» Page:
==========

# Help with Craftsman 100 table saw motor replacement



## neznein9 (Jan 29, 2017)

My dad picked up a Craftsman 100 table saw at a garage sale for me but the motor is missing. From a little bit of detective work I believe the saw came from the late 50s or early 60s; I suspect the motor is well out of production by now. I'd really like to get this thing up and running but I'm out of my depth trying to pick a reasonable replacement motor. I think I may also need some kind of mounting plate or bracket/adapter? I'd be grateful for any advice or more experienced suggestions.

Thanks!


----------



## woodnthings (Jan 24, 2009)

*I had the same saw*

The motors are not specific to that saw, any NEMA frame 56 motor will work. Ebay has motors and the mounts. The mount has 2 - 5" long 3/4" diameter shafts that slide into holes on the casting. To adjust the belt tension you slide the mount in or out.

http://www.ebay.com/sch/i.html?_fro....TRS0&_nkw=Craftsman+table+saw+motor&_sacat=0

This the correct motor and mount:









This is the motor mount:


----------



## Steve Neul (Sep 2, 2011)

I would take the opportunity to get a motor with a little more Hp than the original motor. It would make the saw better than it ever was.


----------



## subroc (Jan 3, 2015)

My starting point would be to try and find a running '100' saw on Craigslist. They pop up frequently enough priced anywhere from free to a couple hundred bucks.

Here is a link to look at many restored saws. Saws listed as '100' are 113.29991 and 113.29992.

link


----------



## neznein9 (Jan 29, 2017)

Thanks guys! That was exactly the info I needed. I'm going to order a mount and motor this week and we'll see how it goes.


----------



## neznein9 (Jan 29, 2017)

I got a motor in last week and I was able to mount it and get things hooked up without any trouble! The saw has some vibration in it though so I've been reading up on how to align the belt drive and I discovered that the belt I've got has some permanent bends stretched into it.

==========

» Input:
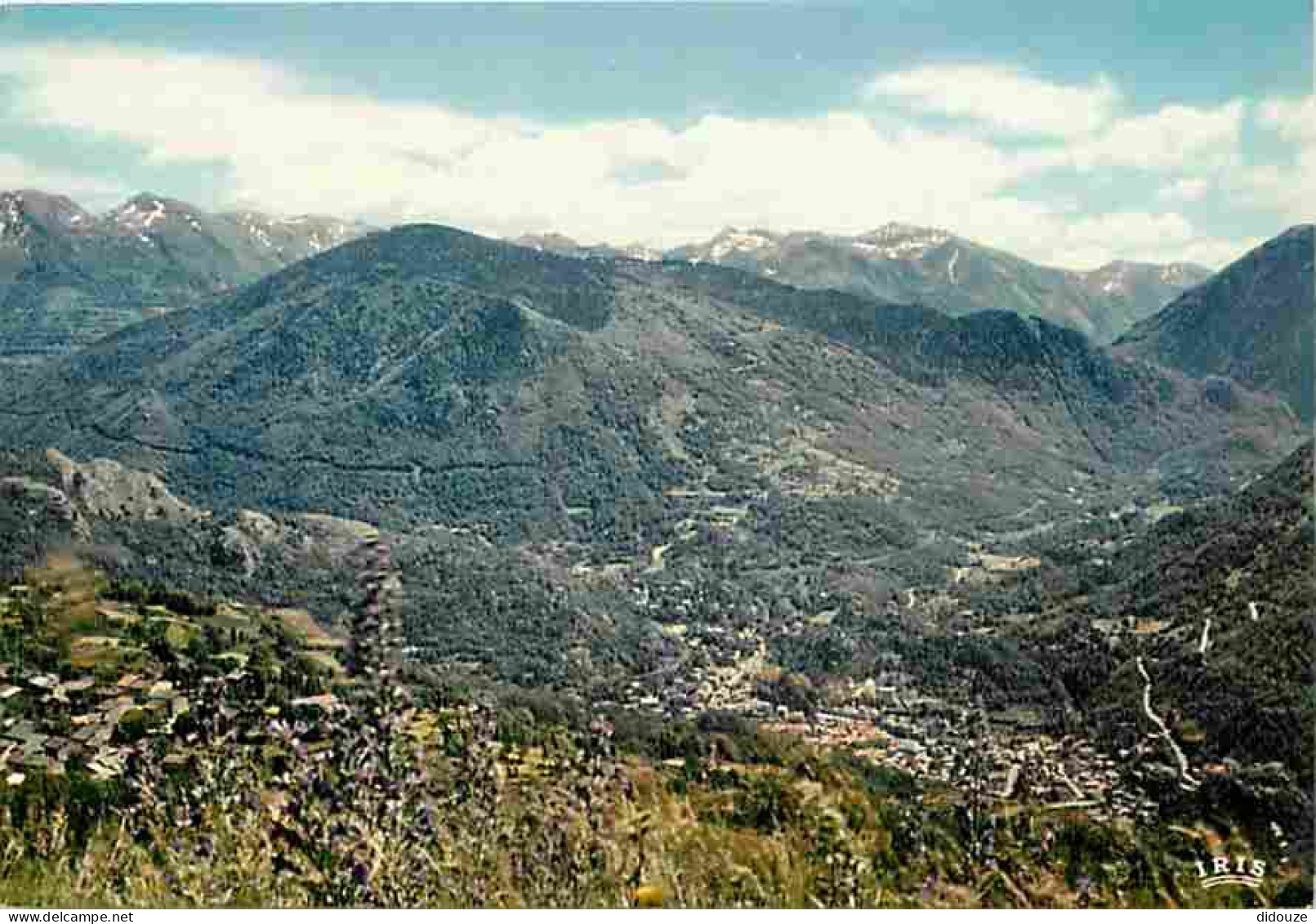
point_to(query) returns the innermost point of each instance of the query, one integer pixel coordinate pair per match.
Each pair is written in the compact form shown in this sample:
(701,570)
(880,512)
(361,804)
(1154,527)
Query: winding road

==========

» Requirement 1:
Answer these questions about the table saw thread:
(a) What motor frame size is said to work on the saw?
(b) Which two model numbers are given for saws listed as '100'?
(c) What did the original poster find wrong with the belt?
» Requirement 2:
Print every line of the records word for word, omitting the picture lines.
The text and the records were taken from unrelated sources.

» Full response 1:
(a) Any NEMA frame 56 motor.
(b) 113.29991 and 113.29992.
(c) It has permanent bends stretched into it.

» Full response 2:
point_to(query) returns the innermost point of each instance of the query, one integer pixel coordinate pair per match.
Each pair is written in the compact form shown in this sample:
(701,570)
(880,512)
(361,804)
(1154,527)
Query: winding road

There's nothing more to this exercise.